------ Provided data

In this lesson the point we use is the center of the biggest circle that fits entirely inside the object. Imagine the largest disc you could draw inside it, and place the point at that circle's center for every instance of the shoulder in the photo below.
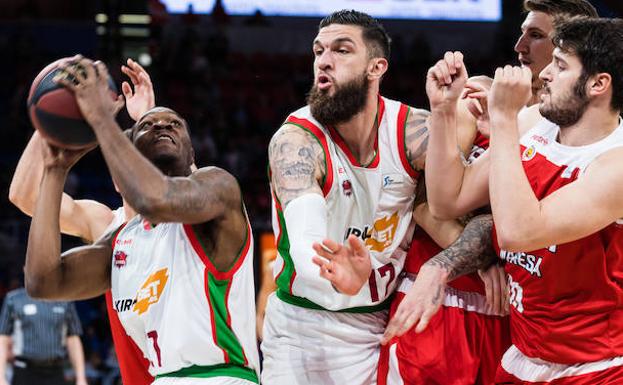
(219, 181)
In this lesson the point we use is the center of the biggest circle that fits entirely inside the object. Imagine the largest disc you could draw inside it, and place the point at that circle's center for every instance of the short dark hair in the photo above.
(561, 8)
(374, 35)
(598, 43)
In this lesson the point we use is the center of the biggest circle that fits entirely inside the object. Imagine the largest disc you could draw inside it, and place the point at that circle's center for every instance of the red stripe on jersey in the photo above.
(133, 365)
(318, 134)
(206, 279)
(198, 247)
(403, 112)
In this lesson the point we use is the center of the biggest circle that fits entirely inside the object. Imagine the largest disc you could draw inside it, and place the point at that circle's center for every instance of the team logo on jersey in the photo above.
(528, 153)
(151, 291)
(530, 263)
(120, 259)
(383, 232)
(347, 188)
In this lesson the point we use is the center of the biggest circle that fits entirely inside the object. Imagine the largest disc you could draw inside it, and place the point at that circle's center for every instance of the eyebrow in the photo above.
(339, 40)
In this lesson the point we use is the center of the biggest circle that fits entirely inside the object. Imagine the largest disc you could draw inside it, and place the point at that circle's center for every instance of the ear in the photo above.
(377, 67)
(599, 84)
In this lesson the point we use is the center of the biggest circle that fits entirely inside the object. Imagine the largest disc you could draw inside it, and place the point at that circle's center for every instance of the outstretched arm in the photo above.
(297, 164)
(454, 189)
(472, 251)
(203, 196)
(80, 273)
(86, 219)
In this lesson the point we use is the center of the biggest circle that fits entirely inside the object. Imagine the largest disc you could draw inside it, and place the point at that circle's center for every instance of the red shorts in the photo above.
(133, 366)
(527, 371)
(459, 347)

------------

Exercise requirements: Set down exactly the lines from the one that contains "arm in the photo above." to the final line above, both included, and nothing more.

Task answer:
In this lesson the point we use is the center of the biggest circle that fits entirely inside the object. Imagine the largest disc you could draw inside it, and place the point at that circle's center for every instance of the outstretched arm in the photo above.
(297, 164)
(454, 189)
(472, 251)
(203, 196)
(80, 273)
(86, 219)
In this lesson the point we use is the center of the biggest circle that fits entirely inside the object. Imagine the largest disc you could draw inside it, and place the point at that circle's center for every instance of the red shorts in the photo above.
(133, 366)
(527, 371)
(459, 347)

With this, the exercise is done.